Saved entries:
BEGIN

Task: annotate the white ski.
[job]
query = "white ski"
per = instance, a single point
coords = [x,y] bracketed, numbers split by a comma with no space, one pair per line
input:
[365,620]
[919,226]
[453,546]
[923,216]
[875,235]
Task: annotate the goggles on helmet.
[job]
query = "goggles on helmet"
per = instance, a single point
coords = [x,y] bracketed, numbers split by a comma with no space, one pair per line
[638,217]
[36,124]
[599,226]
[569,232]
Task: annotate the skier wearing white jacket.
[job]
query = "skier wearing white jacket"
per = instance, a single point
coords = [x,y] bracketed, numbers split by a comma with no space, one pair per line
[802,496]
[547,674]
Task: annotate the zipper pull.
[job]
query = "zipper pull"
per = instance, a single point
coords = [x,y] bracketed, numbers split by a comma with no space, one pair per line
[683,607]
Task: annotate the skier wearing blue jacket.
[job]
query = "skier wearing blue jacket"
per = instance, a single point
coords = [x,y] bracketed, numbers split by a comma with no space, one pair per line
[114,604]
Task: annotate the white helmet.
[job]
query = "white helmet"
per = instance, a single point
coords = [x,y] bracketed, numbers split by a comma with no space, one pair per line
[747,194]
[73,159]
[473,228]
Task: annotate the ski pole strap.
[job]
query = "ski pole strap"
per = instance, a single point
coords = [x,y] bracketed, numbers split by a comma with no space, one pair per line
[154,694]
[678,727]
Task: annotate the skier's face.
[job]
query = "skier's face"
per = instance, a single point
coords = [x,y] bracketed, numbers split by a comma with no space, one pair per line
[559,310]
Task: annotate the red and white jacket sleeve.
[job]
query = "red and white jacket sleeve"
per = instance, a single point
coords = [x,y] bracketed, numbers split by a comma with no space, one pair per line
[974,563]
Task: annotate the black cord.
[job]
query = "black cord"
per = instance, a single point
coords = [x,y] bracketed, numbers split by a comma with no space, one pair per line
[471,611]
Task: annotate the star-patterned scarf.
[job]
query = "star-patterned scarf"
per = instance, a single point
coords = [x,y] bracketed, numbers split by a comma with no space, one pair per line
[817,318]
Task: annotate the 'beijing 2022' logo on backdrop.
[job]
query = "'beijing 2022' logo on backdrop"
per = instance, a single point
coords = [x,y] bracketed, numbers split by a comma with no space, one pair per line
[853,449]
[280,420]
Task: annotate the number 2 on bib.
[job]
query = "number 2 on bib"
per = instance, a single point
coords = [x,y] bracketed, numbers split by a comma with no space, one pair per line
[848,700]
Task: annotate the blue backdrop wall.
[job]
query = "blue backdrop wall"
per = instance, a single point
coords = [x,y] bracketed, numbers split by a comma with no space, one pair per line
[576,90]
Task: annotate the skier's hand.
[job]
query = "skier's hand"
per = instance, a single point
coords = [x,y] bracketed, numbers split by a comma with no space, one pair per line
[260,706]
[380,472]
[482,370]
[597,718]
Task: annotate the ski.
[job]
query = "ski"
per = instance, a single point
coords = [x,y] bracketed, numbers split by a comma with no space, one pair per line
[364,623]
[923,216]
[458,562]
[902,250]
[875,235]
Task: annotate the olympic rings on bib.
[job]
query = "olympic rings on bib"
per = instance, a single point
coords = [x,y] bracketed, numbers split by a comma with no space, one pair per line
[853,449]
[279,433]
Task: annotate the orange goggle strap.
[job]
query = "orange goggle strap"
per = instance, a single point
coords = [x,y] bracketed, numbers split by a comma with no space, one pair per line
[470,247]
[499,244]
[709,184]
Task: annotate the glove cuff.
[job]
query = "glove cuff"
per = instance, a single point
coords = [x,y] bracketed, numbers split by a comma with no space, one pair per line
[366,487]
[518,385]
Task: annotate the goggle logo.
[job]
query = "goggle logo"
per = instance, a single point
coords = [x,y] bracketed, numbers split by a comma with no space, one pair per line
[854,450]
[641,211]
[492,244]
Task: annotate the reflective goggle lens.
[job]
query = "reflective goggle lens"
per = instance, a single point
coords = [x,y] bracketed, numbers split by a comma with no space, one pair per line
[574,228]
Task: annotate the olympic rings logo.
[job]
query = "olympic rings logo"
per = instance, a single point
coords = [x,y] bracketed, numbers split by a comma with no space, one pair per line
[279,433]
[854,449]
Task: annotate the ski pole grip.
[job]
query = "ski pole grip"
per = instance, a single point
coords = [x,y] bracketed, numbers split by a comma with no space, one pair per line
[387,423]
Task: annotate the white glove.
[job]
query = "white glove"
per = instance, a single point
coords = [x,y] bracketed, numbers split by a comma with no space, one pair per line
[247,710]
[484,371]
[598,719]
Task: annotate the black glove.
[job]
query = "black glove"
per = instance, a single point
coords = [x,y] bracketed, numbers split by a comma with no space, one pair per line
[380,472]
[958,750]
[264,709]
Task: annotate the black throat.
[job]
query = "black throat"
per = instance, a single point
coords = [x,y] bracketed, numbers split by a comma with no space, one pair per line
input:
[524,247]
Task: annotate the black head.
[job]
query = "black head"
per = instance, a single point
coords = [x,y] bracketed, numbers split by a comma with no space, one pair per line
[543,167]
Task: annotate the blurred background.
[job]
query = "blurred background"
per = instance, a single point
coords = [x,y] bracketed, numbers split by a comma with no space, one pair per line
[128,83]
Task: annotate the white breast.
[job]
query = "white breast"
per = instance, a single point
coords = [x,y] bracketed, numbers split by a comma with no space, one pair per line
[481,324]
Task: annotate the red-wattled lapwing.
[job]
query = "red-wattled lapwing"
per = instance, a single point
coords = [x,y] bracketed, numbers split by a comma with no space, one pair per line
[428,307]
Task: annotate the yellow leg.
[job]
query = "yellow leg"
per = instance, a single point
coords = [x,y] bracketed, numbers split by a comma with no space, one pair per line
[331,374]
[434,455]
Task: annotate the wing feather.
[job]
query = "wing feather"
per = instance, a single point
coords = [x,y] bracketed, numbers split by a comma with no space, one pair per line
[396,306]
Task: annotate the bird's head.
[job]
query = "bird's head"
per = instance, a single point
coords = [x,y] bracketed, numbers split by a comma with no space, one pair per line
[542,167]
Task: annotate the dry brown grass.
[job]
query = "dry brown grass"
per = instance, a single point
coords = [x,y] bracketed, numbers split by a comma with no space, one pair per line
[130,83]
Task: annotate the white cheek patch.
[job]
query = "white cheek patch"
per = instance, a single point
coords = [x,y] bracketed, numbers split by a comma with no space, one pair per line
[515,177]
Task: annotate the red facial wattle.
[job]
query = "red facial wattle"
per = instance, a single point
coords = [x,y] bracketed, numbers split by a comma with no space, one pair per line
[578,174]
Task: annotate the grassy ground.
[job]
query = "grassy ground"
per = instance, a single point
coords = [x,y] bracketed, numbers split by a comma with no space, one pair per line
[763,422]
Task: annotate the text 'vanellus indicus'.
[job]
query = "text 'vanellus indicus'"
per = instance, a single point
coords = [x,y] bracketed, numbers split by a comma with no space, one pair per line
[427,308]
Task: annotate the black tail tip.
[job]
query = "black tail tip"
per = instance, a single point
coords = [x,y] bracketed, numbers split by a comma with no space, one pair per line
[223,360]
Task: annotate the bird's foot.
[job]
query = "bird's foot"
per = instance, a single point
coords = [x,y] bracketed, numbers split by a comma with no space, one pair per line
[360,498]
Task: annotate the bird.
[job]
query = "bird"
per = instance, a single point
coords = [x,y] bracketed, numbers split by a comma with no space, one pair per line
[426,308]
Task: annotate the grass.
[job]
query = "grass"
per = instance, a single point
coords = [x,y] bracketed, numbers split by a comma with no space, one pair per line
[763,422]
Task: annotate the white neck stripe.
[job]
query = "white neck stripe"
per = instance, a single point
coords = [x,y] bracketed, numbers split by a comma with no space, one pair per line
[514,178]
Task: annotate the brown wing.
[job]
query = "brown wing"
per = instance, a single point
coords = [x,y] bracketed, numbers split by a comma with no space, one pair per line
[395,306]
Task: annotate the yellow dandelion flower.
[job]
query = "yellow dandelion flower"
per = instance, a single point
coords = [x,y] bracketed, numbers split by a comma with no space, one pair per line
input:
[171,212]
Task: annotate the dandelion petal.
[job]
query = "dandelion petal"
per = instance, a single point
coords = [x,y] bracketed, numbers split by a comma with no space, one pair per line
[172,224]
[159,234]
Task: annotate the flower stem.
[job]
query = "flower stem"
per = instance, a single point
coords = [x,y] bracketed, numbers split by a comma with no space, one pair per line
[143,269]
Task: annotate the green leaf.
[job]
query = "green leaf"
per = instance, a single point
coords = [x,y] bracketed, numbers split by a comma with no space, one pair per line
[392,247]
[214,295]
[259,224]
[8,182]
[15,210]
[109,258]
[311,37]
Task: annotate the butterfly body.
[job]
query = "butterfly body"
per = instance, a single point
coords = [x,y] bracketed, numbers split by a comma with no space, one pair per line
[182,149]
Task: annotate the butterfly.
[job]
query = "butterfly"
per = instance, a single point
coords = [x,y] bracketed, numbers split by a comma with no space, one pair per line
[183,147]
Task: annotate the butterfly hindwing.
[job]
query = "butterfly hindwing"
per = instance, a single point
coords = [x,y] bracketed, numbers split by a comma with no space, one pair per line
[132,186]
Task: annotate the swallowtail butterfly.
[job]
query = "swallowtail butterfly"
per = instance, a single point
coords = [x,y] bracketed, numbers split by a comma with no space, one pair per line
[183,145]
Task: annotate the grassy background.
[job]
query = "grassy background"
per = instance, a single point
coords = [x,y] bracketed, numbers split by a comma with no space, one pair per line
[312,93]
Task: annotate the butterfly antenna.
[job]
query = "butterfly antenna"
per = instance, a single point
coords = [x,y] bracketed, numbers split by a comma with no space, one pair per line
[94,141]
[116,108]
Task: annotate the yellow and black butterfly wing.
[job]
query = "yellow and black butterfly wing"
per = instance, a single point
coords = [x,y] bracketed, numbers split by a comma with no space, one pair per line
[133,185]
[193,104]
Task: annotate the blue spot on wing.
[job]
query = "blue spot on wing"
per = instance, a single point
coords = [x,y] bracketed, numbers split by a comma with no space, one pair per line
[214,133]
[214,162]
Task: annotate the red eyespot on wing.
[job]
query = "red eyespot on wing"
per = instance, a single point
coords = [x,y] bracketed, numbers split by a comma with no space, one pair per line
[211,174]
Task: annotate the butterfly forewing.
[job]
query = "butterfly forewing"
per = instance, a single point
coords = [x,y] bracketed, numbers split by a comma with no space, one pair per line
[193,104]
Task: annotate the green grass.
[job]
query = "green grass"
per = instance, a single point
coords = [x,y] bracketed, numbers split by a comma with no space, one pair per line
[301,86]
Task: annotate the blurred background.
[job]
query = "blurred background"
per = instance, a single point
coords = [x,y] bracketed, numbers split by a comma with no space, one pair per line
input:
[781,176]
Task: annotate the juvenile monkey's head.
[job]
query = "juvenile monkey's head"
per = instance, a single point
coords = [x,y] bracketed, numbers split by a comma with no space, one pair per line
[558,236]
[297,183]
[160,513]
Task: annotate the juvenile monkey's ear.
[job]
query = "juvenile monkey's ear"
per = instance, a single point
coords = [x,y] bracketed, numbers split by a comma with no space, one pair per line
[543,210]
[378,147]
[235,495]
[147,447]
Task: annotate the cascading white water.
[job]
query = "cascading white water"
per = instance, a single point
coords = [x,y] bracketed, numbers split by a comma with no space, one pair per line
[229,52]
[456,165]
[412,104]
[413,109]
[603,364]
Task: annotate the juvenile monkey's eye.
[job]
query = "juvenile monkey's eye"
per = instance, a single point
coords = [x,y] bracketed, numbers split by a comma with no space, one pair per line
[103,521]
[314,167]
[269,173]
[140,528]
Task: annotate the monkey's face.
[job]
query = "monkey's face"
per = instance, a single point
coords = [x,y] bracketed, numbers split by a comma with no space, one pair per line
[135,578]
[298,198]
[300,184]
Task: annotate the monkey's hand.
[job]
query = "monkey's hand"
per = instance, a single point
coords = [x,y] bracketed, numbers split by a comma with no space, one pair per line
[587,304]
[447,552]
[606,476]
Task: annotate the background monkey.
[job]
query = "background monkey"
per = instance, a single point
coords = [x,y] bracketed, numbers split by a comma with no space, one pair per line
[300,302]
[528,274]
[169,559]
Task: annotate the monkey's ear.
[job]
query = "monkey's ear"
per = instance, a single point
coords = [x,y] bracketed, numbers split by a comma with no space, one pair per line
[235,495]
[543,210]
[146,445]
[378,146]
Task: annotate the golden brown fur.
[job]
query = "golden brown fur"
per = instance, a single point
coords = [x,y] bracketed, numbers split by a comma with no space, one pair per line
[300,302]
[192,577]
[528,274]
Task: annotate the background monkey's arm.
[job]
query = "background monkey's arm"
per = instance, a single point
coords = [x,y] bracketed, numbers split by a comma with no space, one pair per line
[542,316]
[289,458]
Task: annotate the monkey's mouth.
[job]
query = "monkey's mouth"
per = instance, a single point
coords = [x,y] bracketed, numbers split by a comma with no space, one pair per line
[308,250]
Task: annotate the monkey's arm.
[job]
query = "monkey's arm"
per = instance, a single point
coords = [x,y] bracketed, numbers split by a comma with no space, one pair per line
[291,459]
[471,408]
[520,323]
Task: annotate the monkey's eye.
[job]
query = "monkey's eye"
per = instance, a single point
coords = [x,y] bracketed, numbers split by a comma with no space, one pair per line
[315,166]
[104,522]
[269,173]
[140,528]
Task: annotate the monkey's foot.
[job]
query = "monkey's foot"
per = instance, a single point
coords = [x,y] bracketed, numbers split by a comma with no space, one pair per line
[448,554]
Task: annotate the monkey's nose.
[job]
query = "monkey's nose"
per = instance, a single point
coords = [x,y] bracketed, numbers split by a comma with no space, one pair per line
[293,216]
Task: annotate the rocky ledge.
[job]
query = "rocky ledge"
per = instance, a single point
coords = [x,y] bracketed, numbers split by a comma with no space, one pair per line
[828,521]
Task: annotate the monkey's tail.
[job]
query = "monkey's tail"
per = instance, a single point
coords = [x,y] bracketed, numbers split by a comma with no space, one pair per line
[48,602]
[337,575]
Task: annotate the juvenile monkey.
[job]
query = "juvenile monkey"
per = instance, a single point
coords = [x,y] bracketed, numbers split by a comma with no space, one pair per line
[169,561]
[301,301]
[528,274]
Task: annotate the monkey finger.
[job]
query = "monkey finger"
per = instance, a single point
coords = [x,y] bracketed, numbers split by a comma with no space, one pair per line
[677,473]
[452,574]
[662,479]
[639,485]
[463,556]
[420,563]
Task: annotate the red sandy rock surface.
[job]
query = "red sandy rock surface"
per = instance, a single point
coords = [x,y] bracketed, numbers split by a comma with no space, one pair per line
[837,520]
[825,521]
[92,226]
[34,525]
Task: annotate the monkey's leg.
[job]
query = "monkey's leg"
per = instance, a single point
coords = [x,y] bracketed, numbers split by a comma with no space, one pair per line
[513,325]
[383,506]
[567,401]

END

Task description: Going through the data, count each line where the word "throat" appears, and state only the total.

Output of the exercise: 2